------ PROVIDED INFORMATION
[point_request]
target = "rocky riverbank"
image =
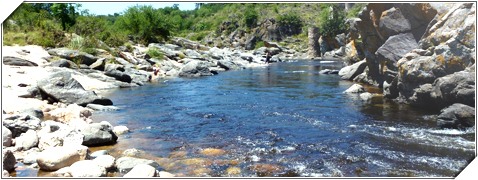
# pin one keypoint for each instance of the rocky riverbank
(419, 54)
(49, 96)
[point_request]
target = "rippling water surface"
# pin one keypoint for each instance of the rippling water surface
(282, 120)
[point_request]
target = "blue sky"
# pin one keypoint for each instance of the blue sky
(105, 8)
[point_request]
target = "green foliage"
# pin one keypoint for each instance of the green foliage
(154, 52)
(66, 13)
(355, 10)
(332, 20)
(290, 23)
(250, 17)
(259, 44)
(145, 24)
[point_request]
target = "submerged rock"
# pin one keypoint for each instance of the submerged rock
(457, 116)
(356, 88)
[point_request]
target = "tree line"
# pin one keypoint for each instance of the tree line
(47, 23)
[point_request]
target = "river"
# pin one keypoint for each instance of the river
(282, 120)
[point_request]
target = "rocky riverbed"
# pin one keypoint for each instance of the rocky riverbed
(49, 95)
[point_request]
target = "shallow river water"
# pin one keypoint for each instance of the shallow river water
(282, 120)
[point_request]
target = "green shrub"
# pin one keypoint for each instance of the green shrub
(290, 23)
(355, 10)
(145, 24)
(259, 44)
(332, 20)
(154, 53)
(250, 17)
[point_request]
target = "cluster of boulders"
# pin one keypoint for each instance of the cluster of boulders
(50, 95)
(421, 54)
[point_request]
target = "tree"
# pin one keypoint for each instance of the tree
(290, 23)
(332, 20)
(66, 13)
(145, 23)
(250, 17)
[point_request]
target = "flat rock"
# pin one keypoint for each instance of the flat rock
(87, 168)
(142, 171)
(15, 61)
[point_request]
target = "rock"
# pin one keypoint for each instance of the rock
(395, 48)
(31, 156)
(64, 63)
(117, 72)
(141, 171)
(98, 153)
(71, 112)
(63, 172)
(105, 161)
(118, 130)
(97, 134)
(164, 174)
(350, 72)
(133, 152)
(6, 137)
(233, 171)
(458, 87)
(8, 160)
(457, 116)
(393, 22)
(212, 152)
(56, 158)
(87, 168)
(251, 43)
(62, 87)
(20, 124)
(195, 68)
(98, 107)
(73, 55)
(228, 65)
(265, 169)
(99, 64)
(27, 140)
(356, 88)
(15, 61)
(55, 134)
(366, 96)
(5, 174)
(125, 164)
------------
TASK INSTRUCTIONS
Where images occur in the data above, leave them out and repeat everything else exactly.

RESPONSE
[point_request]
target = "rocky riverbank"
image =
# pin one keypoint for each instance of the rocky riverbank
(419, 54)
(49, 96)
[point_request]
target = "rippling water surface"
# pin one keypoint for each instance of the rippling water surface
(282, 120)
[point_request]
target = "blue sky"
# pin one keypoint for each instance of the blue sky
(105, 8)
[point_request]
target = "green foliage"
# pin one keypoint for each instance of the green foliage
(154, 52)
(66, 13)
(355, 10)
(332, 20)
(290, 23)
(250, 17)
(259, 44)
(145, 24)
[point_request]
target = "submerged rock"
# pin one keypoint for each instance of the submerged rock
(457, 116)
(356, 88)
[point_request]
target = "tree line"
# pin one keypoint for each instance of the tree line
(47, 23)
[point_request]
target = "river"
# pin one keypoint for each instance of the river
(282, 120)
[point_request]
target = "rocky riverbed"
# pin one keypoint for each instance of the rocky riverbed
(49, 95)
[point_request]
target = "shallow river water"
# pin one keypoint for each instance of the shallow river water
(282, 120)
[point_request]
target = "green shrub"
# pin one keypoint for each instance of the green shrub
(290, 23)
(355, 10)
(145, 24)
(259, 44)
(332, 20)
(154, 53)
(250, 17)
[point_request]
target = "cluster of boulders"
# pin one keypoint for each instance of the cluster of boulders
(50, 95)
(421, 54)
[point_request]
target = "tree"
# pin one keypoint for each instance of the tree
(290, 23)
(332, 20)
(66, 13)
(145, 23)
(250, 17)
[point_request]
target = "flat rock"
# pin one keypoint for each instance of the flat rock
(87, 168)
(142, 171)
(15, 61)
[point_request]
target = "rock"
# pin one keypoint for each instance of the rock
(395, 48)
(31, 156)
(64, 63)
(117, 72)
(141, 171)
(98, 153)
(71, 112)
(63, 172)
(105, 161)
(118, 130)
(97, 134)
(164, 174)
(350, 72)
(133, 152)
(6, 137)
(233, 171)
(458, 87)
(8, 160)
(457, 116)
(393, 22)
(212, 152)
(56, 158)
(87, 168)
(251, 43)
(62, 87)
(20, 124)
(195, 68)
(98, 107)
(73, 55)
(228, 65)
(265, 169)
(99, 64)
(27, 140)
(356, 88)
(15, 61)
(55, 134)
(366, 96)
(5, 174)
(125, 164)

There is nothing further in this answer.